Exercise >> Could you output each record below exactly as it stands and leave the pictures out?

╭─ Records shown

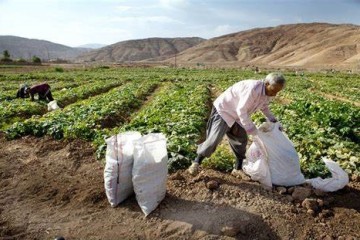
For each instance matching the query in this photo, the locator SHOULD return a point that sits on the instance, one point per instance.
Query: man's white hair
(275, 79)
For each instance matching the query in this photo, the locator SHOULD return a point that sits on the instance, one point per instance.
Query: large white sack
(150, 171)
(339, 178)
(284, 163)
(256, 164)
(272, 155)
(118, 167)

╰─

Your solution >>
For each instance matching the query in this photo, the locator SHOULD return a point that sits on the instance, one point per instance.
Query: man's white hair
(275, 79)
For each instance matching the query in this photo, the locator SHOULD return a point that sits on the instance, one point per instance.
Query: large white sack
(150, 171)
(339, 178)
(284, 163)
(256, 164)
(272, 155)
(118, 167)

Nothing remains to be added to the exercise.